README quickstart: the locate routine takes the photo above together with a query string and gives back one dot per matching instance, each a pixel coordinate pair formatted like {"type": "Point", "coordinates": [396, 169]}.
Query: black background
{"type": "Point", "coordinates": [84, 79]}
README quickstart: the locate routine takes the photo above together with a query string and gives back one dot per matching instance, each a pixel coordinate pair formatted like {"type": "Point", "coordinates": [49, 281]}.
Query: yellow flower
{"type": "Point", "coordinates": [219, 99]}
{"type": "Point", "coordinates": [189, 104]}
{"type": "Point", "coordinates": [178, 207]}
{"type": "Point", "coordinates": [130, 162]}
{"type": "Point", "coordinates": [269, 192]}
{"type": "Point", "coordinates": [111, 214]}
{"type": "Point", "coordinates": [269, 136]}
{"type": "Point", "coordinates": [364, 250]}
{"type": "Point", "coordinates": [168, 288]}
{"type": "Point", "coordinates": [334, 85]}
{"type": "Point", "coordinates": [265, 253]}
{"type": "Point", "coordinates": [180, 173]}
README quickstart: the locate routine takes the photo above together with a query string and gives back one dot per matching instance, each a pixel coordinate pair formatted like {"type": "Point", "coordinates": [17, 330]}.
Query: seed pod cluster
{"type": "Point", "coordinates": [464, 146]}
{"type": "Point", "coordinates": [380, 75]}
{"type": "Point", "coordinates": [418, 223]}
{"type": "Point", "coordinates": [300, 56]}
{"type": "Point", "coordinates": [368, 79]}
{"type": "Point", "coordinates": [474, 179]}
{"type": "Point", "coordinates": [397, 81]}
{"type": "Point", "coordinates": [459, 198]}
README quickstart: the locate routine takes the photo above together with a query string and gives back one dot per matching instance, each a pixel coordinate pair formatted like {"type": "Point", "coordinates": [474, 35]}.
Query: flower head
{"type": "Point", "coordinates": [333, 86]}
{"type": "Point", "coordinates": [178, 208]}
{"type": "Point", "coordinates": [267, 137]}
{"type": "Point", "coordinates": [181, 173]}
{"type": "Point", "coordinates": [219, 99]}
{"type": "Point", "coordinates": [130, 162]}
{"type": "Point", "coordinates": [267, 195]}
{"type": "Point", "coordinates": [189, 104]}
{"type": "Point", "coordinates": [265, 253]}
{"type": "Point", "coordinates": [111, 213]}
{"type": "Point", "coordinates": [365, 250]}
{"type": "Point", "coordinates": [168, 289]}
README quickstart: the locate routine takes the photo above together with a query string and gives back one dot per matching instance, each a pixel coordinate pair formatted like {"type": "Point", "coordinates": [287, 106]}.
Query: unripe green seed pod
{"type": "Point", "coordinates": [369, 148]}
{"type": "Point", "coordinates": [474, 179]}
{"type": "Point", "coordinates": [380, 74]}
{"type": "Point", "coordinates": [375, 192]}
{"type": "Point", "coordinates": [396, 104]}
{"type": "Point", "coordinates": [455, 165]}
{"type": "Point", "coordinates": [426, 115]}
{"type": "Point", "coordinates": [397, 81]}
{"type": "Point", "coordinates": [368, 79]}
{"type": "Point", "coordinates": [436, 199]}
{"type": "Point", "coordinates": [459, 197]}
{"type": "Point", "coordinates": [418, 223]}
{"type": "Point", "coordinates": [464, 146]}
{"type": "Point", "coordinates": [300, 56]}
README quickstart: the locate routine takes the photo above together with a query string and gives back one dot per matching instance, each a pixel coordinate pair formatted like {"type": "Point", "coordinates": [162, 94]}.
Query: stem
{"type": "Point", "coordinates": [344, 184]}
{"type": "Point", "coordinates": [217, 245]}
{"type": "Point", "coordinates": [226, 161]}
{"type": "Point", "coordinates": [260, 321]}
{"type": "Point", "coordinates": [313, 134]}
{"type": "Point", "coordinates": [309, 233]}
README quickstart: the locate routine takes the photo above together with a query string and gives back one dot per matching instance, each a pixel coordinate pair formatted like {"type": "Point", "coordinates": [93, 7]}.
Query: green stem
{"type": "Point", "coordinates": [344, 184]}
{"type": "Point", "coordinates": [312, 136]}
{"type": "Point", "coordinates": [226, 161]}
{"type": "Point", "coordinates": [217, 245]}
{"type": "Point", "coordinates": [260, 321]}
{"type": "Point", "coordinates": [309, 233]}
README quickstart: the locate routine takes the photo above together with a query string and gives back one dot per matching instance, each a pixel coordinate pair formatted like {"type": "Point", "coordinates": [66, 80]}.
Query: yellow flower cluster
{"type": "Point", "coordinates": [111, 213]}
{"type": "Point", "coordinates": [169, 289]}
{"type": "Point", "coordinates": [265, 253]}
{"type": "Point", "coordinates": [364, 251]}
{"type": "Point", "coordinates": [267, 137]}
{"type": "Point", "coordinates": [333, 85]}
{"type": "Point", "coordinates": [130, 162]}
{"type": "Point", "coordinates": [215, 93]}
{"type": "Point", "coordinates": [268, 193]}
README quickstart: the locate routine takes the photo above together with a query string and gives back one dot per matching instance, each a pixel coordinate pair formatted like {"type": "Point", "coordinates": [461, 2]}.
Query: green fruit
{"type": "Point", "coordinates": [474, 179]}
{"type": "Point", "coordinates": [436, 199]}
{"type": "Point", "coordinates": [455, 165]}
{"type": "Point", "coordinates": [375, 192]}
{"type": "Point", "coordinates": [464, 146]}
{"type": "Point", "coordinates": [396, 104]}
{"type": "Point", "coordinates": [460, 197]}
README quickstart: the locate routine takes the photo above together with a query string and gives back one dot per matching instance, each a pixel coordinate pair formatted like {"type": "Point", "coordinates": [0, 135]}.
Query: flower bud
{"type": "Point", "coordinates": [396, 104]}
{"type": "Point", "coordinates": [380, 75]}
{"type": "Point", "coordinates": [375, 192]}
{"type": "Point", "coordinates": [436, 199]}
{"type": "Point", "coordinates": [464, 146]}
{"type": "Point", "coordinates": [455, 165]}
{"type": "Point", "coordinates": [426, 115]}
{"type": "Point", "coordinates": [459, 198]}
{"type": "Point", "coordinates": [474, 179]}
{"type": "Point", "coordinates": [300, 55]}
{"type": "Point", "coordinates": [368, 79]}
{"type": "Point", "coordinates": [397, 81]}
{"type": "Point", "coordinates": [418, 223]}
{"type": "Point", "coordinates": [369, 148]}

**TASK TO COMPLETE**
Count how many of the lines above contain the string "flower", with case counting, and reply with that number alone.

**TASK RESPONSE**
4